YOUR GOAL: Please put the lines of the material below into a Markdown table, starting at the line that contains "Q: Locate the rocky cliff" and ending at the last line of the material. Use the columns Row and Text, with a row number in Row and the line in Text, and leave out blank lines.

↓↓↓

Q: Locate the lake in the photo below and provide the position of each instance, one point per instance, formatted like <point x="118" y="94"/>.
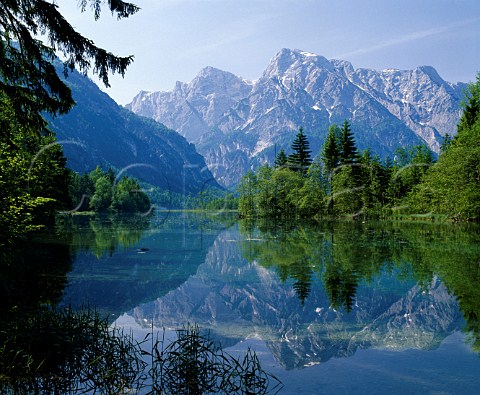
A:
<point x="332" y="308"/>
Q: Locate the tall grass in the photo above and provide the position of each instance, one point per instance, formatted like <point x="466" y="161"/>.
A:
<point x="52" y="351"/>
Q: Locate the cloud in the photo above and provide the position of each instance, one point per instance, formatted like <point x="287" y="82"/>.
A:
<point x="408" y="38"/>
<point x="229" y="34"/>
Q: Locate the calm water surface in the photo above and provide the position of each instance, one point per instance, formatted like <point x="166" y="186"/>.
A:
<point x="335" y="308"/>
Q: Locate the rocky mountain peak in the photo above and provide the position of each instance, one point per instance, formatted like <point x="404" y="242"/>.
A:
<point x="288" y="61"/>
<point x="238" y="125"/>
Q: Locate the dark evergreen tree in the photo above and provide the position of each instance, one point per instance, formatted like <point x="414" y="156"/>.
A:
<point x="300" y="159"/>
<point x="27" y="72"/>
<point x="348" y="149"/>
<point x="445" y="143"/>
<point x="281" y="160"/>
<point x="331" y="150"/>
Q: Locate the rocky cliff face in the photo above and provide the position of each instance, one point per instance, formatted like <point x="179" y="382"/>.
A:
<point x="99" y="132"/>
<point x="238" y="124"/>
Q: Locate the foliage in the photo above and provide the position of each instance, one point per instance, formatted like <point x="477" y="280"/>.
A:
<point x="32" y="178"/>
<point x="62" y="351"/>
<point x="331" y="149"/>
<point x="101" y="191"/>
<point x="300" y="159"/>
<point x="452" y="185"/>
<point x="344" y="255"/>
<point x="347" y="148"/>
<point x="194" y="364"/>
<point x="27" y="72"/>
<point x="282" y="159"/>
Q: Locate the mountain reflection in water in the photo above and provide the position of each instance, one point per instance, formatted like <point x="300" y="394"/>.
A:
<point x="317" y="292"/>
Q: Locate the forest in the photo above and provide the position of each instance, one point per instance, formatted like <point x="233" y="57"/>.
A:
<point x="344" y="182"/>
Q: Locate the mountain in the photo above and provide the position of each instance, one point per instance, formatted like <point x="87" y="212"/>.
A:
<point x="99" y="132"/>
<point x="238" y="124"/>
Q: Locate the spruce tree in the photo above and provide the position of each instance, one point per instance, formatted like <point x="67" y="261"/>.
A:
<point x="300" y="159"/>
<point x="331" y="149"/>
<point x="28" y="76"/>
<point x="348" y="149"/>
<point x="281" y="160"/>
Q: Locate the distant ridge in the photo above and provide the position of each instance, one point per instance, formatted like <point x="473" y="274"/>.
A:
<point x="99" y="132"/>
<point x="238" y="124"/>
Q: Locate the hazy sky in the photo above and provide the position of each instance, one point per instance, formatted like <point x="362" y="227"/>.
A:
<point x="172" y="40"/>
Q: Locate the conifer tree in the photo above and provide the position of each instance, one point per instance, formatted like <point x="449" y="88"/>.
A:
<point x="300" y="159"/>
<point x="27" y="72"/>
<point x="281" y="160"/>
<point x="331" y="149"/>
<point x="348" y="149"/>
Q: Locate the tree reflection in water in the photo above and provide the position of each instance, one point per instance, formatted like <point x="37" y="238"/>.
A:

↑↑↑

SOLUTION TO THE PROBLEM:
| Row | Text |
|---|---|
| 1 | Q: Locate the rocky cliff face in the photo above and provide the position of each instance, one point per instance, formatted like <point x="179" y="382"/>. |
| 2 | A: |
| 3 | <point x="99" y="132"/> |
| 4 | <point x="238" y="124"/> |
| 5 | Q: Locate the foliage in the photo above and provide the position of each instance, one point per instance, formatted like <point x="477" y="280"/>. |
| 6 | A: |
| 7 | <point x="32" y="178"/> |
| 8 | <point x="62" y="351"/> |
| 9 | <point x="331" y="149"/> |
| 10 | <point x="101" y="191"/> |
| 11 | <point x="300" y="159"/> |
| 12 | <point x="452" y="185"/> |
| 13 | <point x="344" y="255"/> |
| 14 | <point x="347" y="148"/> |
| 15 | <point x="194" y="364"/> |
| 16 | <point x="27" y="72"/> |
| 17 | <point x="282" y="159"/> |
| 18 | Q: Locate the mountain reflection in water in the photo above and provide the position of each instance, one point per instance, formatted like <point x="300" y="394"/>. |
| 19 | A: |
| 20 | <point x="317" y="292"/> |
| 21 | Q: Locate the forest in the photo above and provide the position of each instance, one point per instance, formatted like <point x="233" y="57"/>. |
| 22 | A: |
| 23 | <point x="344" y="182"/> |
| 24 | Q: Locate the mountain in the photo above and provide the position of each instance, one point per instance, formatted like <point x="87" y="212"/>. |
| 25 | A: |
| 26 | <point x="99" y="132"/> |
| 27 | <point x="238" y="124"/> |
| 28 | Q: Locate the spruce tree in the photo above and provide the position of each instance, one point per instance, formatted like <point x="67" y="261"/>. |
| 29 | A: |
| 30 | <point x="300" y="159"/> |
| 31 | <point x="331" y="149"/> |
| 32 | <point x="28" y="76"/> |
| 33 | <point x="348" y="149"/> |
| 34 | <point x="281" y="160"/> |
| 35 | Q: Locate the distant ridge in the photo above and provide the position of each instance, one point per instance, formatted like <point x="473" y="274"/>. |
| 36 | A: |
| 37 | <point x="99" y="132"/> |
| 38 | <point x="238" y="124"/> |
| 39 | Q: Locate the hazy sky in the photo above and provide the position of each instance, one point per instance, formatted like <point x="362" y="227"/>. |
| 40 | A: |
| 41 | <point x="172" y="40"/> |
| 42 | Q: Locate the conifer tree in the photo above and provide the position of each instance, one point per instance, formatted like <point x="449" y="88"/>. |
| 43 | A: |
| 44 | <point x="300" y="159"/> |
| 45 | <point x="27" y="72"/> |
| 46 | <point x="281" y="160"/> |
| 47 | <point x="331" y="149"/> |
| 48 | <point x="348" y="149"/> |
| 49 | Q: Locate the tree reflection in water in the photo above and provide the position of each instance, one point per instance, formatted like <point x="37" y="238"/>. |
| 50 | A: |